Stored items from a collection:
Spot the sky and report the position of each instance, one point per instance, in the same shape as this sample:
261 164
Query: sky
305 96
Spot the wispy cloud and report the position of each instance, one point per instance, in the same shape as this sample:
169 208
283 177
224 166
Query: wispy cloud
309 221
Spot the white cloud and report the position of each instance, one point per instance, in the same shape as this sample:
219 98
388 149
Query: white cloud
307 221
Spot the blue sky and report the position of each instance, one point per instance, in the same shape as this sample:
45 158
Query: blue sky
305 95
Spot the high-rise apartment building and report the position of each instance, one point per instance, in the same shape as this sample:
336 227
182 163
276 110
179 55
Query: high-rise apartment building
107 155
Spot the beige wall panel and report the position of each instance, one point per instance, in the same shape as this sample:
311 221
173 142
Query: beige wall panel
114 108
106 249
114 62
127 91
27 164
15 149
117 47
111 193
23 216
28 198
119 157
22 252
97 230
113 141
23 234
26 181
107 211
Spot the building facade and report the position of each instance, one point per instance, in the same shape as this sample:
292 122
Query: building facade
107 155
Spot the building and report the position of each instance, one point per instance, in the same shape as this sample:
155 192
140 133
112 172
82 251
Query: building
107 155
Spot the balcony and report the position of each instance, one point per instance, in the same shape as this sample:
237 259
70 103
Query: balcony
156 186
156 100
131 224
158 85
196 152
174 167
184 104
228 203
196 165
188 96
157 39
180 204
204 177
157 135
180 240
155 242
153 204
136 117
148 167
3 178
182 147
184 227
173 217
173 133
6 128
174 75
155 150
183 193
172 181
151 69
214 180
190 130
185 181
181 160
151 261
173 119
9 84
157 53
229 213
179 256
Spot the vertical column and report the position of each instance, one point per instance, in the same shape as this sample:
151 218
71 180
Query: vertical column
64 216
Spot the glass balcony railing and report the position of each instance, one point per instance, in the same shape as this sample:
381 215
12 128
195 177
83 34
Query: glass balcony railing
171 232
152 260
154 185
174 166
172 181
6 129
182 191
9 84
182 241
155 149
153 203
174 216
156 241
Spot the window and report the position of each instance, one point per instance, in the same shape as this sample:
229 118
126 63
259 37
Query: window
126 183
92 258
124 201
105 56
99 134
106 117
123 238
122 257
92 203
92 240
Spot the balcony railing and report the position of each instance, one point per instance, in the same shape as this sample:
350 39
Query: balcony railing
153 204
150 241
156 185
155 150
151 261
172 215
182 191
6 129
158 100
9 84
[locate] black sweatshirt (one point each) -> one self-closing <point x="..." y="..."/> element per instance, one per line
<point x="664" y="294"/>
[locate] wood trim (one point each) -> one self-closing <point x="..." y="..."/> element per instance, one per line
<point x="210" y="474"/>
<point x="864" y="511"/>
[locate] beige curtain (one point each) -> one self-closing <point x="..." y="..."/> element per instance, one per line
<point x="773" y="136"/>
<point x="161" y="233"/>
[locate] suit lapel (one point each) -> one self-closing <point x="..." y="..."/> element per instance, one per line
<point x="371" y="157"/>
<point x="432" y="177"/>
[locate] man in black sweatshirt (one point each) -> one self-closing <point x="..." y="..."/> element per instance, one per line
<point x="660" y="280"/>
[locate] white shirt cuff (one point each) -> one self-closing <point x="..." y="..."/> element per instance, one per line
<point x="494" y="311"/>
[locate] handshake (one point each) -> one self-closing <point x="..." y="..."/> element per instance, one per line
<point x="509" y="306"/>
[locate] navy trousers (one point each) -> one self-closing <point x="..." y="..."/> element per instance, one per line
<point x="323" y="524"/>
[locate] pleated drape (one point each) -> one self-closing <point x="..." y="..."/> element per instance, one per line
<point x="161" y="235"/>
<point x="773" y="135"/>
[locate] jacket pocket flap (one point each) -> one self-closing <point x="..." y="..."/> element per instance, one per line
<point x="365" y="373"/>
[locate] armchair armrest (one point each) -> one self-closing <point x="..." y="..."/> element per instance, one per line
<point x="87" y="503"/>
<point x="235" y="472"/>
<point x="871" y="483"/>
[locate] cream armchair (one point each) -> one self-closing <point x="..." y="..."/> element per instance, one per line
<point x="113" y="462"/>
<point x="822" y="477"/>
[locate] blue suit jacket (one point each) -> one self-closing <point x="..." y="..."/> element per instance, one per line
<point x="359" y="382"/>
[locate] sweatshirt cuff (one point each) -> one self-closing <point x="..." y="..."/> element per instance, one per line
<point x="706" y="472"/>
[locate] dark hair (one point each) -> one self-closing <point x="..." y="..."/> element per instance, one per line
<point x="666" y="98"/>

What you have to do
Retype every entry exactly as it stands.

Reply to the task
Spot the sky and report the position of each instance, one point per instance, in the same shape as this sample:
261 164
Query: sky
305 96
Spot the wispy cloud and report the position of each instance, one point per instance, in the same shape as this sample:
169 208
283 177
224 166
Query: wispy cloud
309 221
Spot the white cloud and report the position of each instance, one point per instance, in the same shape as this sample:
219 98
388 149
Query: white cloud
307 221
Spot the blue sky and report the position of each instance, one point per instance, in the same shape as this sample:
45 158
Query: blue sky
305 95
Spot the high-rise apartment building and report the position of each instance, one point per instance, in the same shape as this sample:
336 227
182 163
276 110
179 55
Query: high-rise apartment building
107 155
Spot the beige wall panel and report the position of each instance, one point per instance, in the same shape as this sample:
311 221
173 142
Query: beige wall panel
114 108
106 249
114 62
127 91
27 164
15 149
117 47
111 193
23 216
28 198
119 157
22 252
97 230
113 141
23 234
26 181
107 211
Spot the building facade and report the position of each instance, one point per instance, in the same shape as this sample:
292 122
Query: building facade
107 155
Spot the building and report the position of each instance, one point per instance, in the same shape as this sample:
155 192
140 133
112 172
82 251
Query: building
107 155
Spot the balcony and report the position of each instance, one point per instance, in the same shape as this sample:
237 259
70 103
Query: balcony
156 186
156 100
131 224
158 85
196 152
174 167
184 104
228 203
196 165
188 96
157 39
180 204
204 177
157 135
180 240
155 242
153 204
136 117
148 167
3 178
182 147
184 227
173 217
173 133
6 128
174 75
155 150
183 193
172 181
151 69
214 180
190 130
185 181
181 160
151 261
173 119
9 84
157 53
229 213
179 256
Spot the vertical column and report the position of each instance, one point per instance, in the same shape as this sample:
151 218
71 180
Query: vertical column
64 216
Spot the glass balcony railing and report the position of each instance, one point per instance, in the same shape as this sample:
381 215
12 128
195 177
83 34
Query: glass balcony railing
171 232
152 260
154 185
174 166
172 181
6 129
182 191
9 84
182 241
155 149
153 203
174 216
156 241
Spot the window and report the position of each instance, one point per instance, in the same shape as this sample:
229 118
126 63
259 37
Query: window
126 183
92 258
124 201
105 56
99 134
106 117
123 238
122 257
92 203
92 240
Spot the balcony railing and report the position of each instance, one point per instance, in the same shape as this sample:
350 39
Query: balcony railing
153 204
150 241
156 185
155 150
151 261
172 215
182 191
6 129
158 100
9 84
[locate] black sweatshirt (one point each) -> one self-closing <point x="..." y="..."/> element per instance, one per line
<point x="664" y="294"/>
[locate] wood trim (one point each) -> one self-closing <point x="..." y="..."/> element per instance, one per line
<point x="210" y="474"/>
<point x="864" y="511"/>
[locate] beige curtain (one point each) -> one self-closing <point x="..." y="..."/> element per instance, one per line
<point x="773" y="136"/>
<point x="161" y="233"/>
[locate] suit lapel (one point each) -> one self-closing <point x="..." y="..."/> element per instance, one per line
<point x="371" y="157"/>
<point x="432" y="177"/>
[locate] man in black sweatshirt (one point each) -> one self-closing <point x="..." y="..."/> element per instance, one per line
<point x="660" y="280"/>
[locate] white shirt cuff (one point each) -> one self-closing <point x="..." y="..."/> element per instance, one per line
<point x="494" y="311"/>
[locate] handshake (one point each) -> one self-closing <point x="..." y="..."/> element per instance, one per line
<point x="509" y="306"/>
[locate] navy trousers (one point each) -> one self-closing <point x="..." y="..."/> element per instance, one per line
<point x="323" y="524"/>
[locate] pleated drape (one point each) -> one self-closing <point x="..." y="..."/> element per instance, one per line
<point x="161" y="235"/>
<point x="773" y="135"/>
[locate] jacket pocket flap (one point each) -> one self-closing <point x="..." y="..."/> element per instance, one per line
<point x="365" y="373"/>
[locate] armchair armrest (one point each) -> one self-closing <point x="..." y="..."/> element per instance, one per line
<point x="87" y="503"/>
<point x="235" y="472"/>
<point x="871" y="483"/>
[locate] cream armchair (one point each) -> one self-closing <point x="..." y="..."/> element per instance, one per line
<point x="113" y="462"/>
<point x="822" y="477"/>
[locate] blue suit jacket (one point each) -> one self-closing <point x="..." y="..."/> element per instance, one per line
<point x="359" y="382"/>
[locate] sweatshirt cuff (one point each) -> one self-closing <point x="..." y="..."/> element per instance, one per line
<point x="706" y="472"/>
[locate] dark hair (one point each) -> one self-closing <point x="..." y="..."/> element per instance, one per line
<point x="666" y="98"/>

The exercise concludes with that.